Return the lines of the records below exactly as they appear, but leave out the pictures.

--- begin DATASET ---

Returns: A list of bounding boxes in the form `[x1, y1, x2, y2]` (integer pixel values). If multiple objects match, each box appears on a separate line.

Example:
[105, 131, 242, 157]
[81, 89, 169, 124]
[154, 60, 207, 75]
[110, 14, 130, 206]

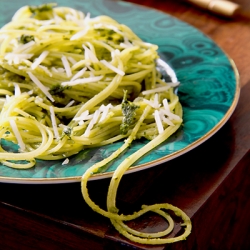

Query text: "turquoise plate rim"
[0, 0, 240, 184]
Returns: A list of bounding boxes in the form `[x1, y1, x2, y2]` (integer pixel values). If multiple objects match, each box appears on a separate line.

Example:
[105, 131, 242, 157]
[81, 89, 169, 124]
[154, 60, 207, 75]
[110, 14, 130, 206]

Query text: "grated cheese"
[10, 119, 26, 151]
[163, 99, 181, 121]
[61, 56, 72, 77]
[99, 103, 113, 122]
[142, 82, 179, 95]
[65, 100, 75, 108]
[154, 110, 164, 134]
[83, 109, 101, 137]
[70, 67, 87, 82]
[31, 50, 49, 70]
[100, 60, 125, 76]
[62, 158, 69, 165]
[82, 44, 99, 63]
[14, 82, 21, 96]
[70, 27, 89, 41]
[49, 106, 59, 139]
[27, 72, 55, 102]
[38, 65, 53, 77]
[67, 56, 77, 65]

--- end DATASET ---

=== WORKED SOLUTION ===
Returns: A list of bounding boxes in the form `[x1, y1, x2, y2]` (integer pixel values). If multiple objects match, each box appears on a separate line.

Example:
[105, 131, 242, 157]
[81, 89, 169, 124]
[154, 60, 207, 75]
[110, 14, 130, 206]


Query text: "turquoise plate rim"
[0, 0, 240, 184]
Returns: A list of bounding boxes in the form `[x1, y1, x2, y2]` (integer pixel values). If multiple objects match, each box appears on a separate line.

Example:
[105, 131, 242, 157]
[81, 89, 169, 124]
[154, 60, 207, 75]
[110, 14, 130, 206]

Query text: "grated cheese"
[10, 119, 26, 151]
[163, 99, 181, 121]
[61, 56, 72, 77]
[99, 103, 113, 122]
[142, 82, 179, 95]
[65, 100, 75, 108]
[154, 110, 164, 134]
[83, 109, 101, 137]
[70, 67, 87, 82]
[31, 50, 49, 70]
[100, 60, 125, 76]
[62, 158, 69, 165]
[82, 44, 99, 63]
[14, 82, 21, 96]
[70, 27, 89, 41]
[49, 106, 59, 139]
[27, 72, 55, 102]
[38, 65, 53, 77]
[67, 56, 77, 65]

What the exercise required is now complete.